PROVIDED PASSAGE:
━━━
I was actually _trying_ to register and kept getting 401’d. Thought it was just me. I managed to register, but got booted again shortly thereafter.


----------



## rexbinary

I've had the problem part of the day yesterday and today since this morning. This is the first time I could get in today to the site.


----------



## budda

Yep this hit me too, got logged off in a minute at work too.


----------



## Randy

This has been forwarded to Alex, not sure how soon he'll act on it but typically you only need to wait a couple min and you're back.


----------



## jco5055

Thank god this is a known issue, I am seeing this also when not on a vpn, and I was so confused since I’ve been using my work computer I got on Monday and I have not been on any potential “dangerous” sites etc


----------



## IbanezDaemon

Working fine for me now.


----------



## Werecow

It's getting worse for me, more often. It even did it from simply pressing Reply on a thread.


----------



## ElRay

I got it this morning. Bounced my cable modem/router. Got a new IP. Been smooth sailing.


----------



## MatrixClaw

Happening to me if I'm on my home network but works if I use my cell data instead.


----------



## Mprinsje

I had this yesterday on my phone almost the entire evening. Seems fine now though


----------



## Santuzzo

I had it earlier today as well, both on my android phone and my laptop. After several times of reloading the page on my laptop it was gone.

I also tried obtaining a new IP address by disconnecting my router from the electricity and re-connecting, but it gave me the same IP address I had before. Is there any other way I can renew my IP address?


----------



## Nlelith

Same issue here, since ~24 hours ago.
━━━
TASKS:
1. In the forum thread, who has the problem been forwarded to?
2. Give the usernames of every poster in the forum thread who says the problem has gone away for them.
The listing is not needed for these tasks.
━━━
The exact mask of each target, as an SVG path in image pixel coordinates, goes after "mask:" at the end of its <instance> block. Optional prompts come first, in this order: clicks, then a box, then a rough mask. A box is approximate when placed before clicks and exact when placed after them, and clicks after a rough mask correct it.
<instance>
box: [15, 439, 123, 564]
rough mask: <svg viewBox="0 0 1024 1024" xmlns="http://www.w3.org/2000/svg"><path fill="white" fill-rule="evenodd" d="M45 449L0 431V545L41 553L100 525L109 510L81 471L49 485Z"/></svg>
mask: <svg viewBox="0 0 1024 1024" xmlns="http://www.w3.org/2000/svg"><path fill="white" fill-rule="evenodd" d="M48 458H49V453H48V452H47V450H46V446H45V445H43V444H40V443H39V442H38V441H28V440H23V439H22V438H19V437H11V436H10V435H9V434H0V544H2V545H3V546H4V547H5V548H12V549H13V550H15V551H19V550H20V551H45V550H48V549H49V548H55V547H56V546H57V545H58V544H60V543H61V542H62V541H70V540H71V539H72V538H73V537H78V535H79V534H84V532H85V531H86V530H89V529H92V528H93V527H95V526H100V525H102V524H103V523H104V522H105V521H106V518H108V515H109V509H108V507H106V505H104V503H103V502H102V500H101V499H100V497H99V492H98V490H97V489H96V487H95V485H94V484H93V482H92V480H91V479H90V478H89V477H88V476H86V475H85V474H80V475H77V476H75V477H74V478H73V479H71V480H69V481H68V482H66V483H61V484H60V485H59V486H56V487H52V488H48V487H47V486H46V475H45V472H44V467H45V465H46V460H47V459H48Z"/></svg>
━━━
RESULTS:
1. Alex

2. IbanezDaemon, ElRay, Mprinsje, Santuzzo